• _Document excerpt_:
+++

37. jwgilley - October 25, 2010 at 09:31 pm

Yes Ike pulled the plug on the Korean war the minute he took over from Dem Truman. And Ike did more for he first identified the problem we have now. In his final address to congress Ike said that the "military industrial complex" was a greater threat to America in the long run than communism etc. And how that hhas proven true. NO draft so we hire people for pay...many hired guns make $200 grand a year in the middle east. And the owners of these companies make money just ask Dick.
We have members of the military in 39 different countries. We provide security for places like Japan and Germany to our own economic deficit.
In the 1890s when we sent 100,000 troops to the PHilipines it was cheered on by people like Hearst as being necessary to access the Chinese market...yes in the 1890s.
Ike was the only true military man in the White House in the past one hundred years and he said, it is the military/industrial complex that we have to fear...and was he ever right.

38. ledzep - October 26, 2010 at 12:50 am

I can't help myself; this is the gift that keeps on giving. "Encoded in the conservative movement's DNA..." - nice cliche, helpfully obviating the need to show any path of transmission whatsoever between something that didn't even make it into Burke's later writings, and domestic policy-minded conservatives in 2010. It's ok if there's no plausibility to the historical thesis, Prof. Robin knows how to reify with the best of them. The mere idea that negative stimuli are necessary to bring out the most vehement level of activity in human beings is pretty anodyne, really; there is no reason to believe Robin when he calls this a "distinctive moral psychology."

39. francishamit - October 26, 2010 at 03:12 am

Conservatives are eager to fight and use violence as long as they don't have to do it themselves. Example: Dick Cheney, who avoided the draft because he "had other priorities".

I am not a conservative. I am a liberal hawk.

40. elbow - October 26, 2010 at 04:56 am

Bring back the draft.

41. pertinax - October 26, 2010 at 06:14 am

This is a very silly article.

The author defines Conservatism in terms of a love of violence and then declares those who love violence to be conservative.

He cites the young, rather liberal Edmund Burke on aesthetics and ignores the older more conservative Burke on political philosophy.

He latches onto some obscure off-the cuff comment by Harold Macmillan and ignores his continuous efforts, as Prime Minster, to bring about detente with the Soviet Union and limit nuclear testing.

He fails to mention the greatest of twentieth century conservatives, Konrad Adenauer, but would, no doubt, discover some wayward, violent yet hitherto unremarked reserve of violence in him as well.

Yes, there are a lot of people in the United States who love violence and call themselves Conservative. But most of these aren't conservative at all. The are, instead, populist nationalists, militarists, libertarians or religious extremists. They do not wish to conserve but to tear down, in the name of some quaint eighteenth century abstration.

42. rjensen65 - October 26, 2010 at 08:04 am

Faithful Conservative Christians, Jews, and Muslins especially love war because the Bible, Tora, and Qu'ran want faithful followers to love their wars

Atheist liberals are less likely to love war. Three cheers for atheist liberals.

43. texastextbook - October 26, 2010 at 08:24 am

"Prone to 'violence, anarchic impulses, and chaotic destructiveness,' he loves war and longs for bedlam in the streets."

The describes the journalist who doesn't name his sources.

Andrew Sullivan wrote stories in favor of war against Iraq, but Sullivan, possessing no evidence in favor of anyone's writing such stories, wrote without naming sources.

+++

• _Supplied material_:
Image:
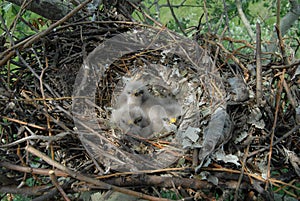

+++

• _Exercise requirements_:
• 1. Summarize the comment thread on conservatism and war in two sentences.
• 2. Resume the comment thread on conservatism and war from the point where it stops.
The lines above come from a different source than the comment thread on conservatism and war.

• _Results of the tasks_:
• 1. In the comment thread on conservatism and war, jwgilley recalls Ike warning that the "military industrial complex" was a greater long-run threat to America than communism, and francishamit argues that conservatives are eager to use violence as long as they don't have to do it themselves. Others reject the article: ledzep finds no plausibility in its historical thesis, and pertinax calls it very silly for defining conservatism as a love of violence and for citing the young Burke while ignoring the older, more conservative Burke.

• 2.
Journalism doesn't police its own. Andrew Sullivan feels something other than a demand that he step down, resign.

44. corey_robin - October 26, 2010 at 08:48 am

Thanks for all the comments. I appreciate folks taking the time to read the essay and write about it.

I think some folks, though, have misunderstood my point here. This is an essay about conservative political argument, not conservative personality types. I'm not interested in whether conservatives as individuals are more prone to violence or not (the title of the piece, which I'm not responsible for, notwithstanding). My assumption is that people individually are more or less prone to violence across the board; it's hard to generalize about inner psyches. And I'm not at all interested in arguing with those psyches, since I don't know what's in people's inner hearts. I'm talking about the types of arguments that are made by conservative intellectuals, particularly conservative political theorists. So it's really irrelevant to my piece whether or not more Democrats or Republicans started wars in the twentieth century or whether or not liberals are violent people too.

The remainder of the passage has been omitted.